§ **Source records**
◆ ◆ ◆ ◆
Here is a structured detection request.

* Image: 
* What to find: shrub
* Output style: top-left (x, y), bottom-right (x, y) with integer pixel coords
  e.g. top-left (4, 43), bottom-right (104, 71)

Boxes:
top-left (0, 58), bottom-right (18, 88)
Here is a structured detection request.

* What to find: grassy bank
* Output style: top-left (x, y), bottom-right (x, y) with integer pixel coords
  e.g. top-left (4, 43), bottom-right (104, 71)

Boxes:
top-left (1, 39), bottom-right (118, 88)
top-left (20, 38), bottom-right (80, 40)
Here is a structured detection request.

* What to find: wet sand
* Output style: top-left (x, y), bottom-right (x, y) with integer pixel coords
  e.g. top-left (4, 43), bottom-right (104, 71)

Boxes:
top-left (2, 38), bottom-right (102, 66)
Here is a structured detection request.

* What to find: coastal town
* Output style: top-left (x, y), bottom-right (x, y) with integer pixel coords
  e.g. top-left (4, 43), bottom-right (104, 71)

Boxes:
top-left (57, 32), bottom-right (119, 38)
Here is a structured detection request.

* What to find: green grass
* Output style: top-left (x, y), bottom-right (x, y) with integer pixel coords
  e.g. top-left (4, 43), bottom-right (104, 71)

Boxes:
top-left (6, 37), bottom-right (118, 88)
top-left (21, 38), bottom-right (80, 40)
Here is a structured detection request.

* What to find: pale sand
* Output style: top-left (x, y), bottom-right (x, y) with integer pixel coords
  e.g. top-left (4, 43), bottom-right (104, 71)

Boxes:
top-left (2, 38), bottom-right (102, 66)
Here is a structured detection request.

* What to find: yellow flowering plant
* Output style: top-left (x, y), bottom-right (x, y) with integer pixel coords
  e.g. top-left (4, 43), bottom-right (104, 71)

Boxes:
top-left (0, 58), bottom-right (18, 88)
◆ ◆ ◆ ◆
Reproduce the lines above verbatim, every one of them.

§ **Exercise result**
Here is a structured detection request.

* Image: 
* What to find: shrub
* Output style: top-left (x, y), bottom-right (x, y) with integer pixel coords
  e.g. top-left (4, 43), bottom-right (104, 71)

Boxes:
top-left (0, 58), bottom-right (18, 88)
Here is a structured detection request.

* What to find: grassy bank
* Output style: top-left (x, y), bottom-right (x, y) with integer pixel coords
  e.g. top-left (4, 43), bottom-right (104, 71)

Boxes:
top-left (1, 39), bottom-right (118, 88)
top-left (20, 38), bottom-right (80, 40)
Here is a structured detection request.

* What to find: wet sand
* Output style: top-left (x, y), bottom-right (x, y) with integer pixel coords
  e.g. top-left (4, 43), bottom-right (104, 71)

Boxes:
top-left (2, 38), bottom-right (102, 66)
Here is a structured detection request.

* What to find: coastal town
* Output style: top-left (x, y), bottom-right (x, y) with integer pixel coords
  e.g. top-left (4, 43), bottom-right (104, 71)

Boxes:
top-left (57, 32), bottom-right (119, 38)
Here is a structured detection request.

* What to find: green grass
* Output style: top-left (x, y), bottom-right (x, y) with integer pixel coords
  e.g. top-left (4, 43), bottom-right (104, 71)

Boxes:
top-left (6, 37), bottom-right (118, 88)
top-left (21, 38), bottom-right (80, 40)
Here is a structured detection request.

* What to find: pale sand
* Output style: top-left (x, y), bottom-right (x, y) with integer pixel coords
  e.g. top-left (4, 43), bottom-right (104, 71)

Boxes:
top-left (2, 38), bottom-right (102, 66)
Here is a structured detection request.

* What to find: yellow flowering plant
* Output style: top-left (x, y), bottom-right (x, y) with integer pixel coords
  e.g. top-left (4, 43), bottom-right (104, 71)

Boxes:
top-left (0, 58), bottom-right (18, 88)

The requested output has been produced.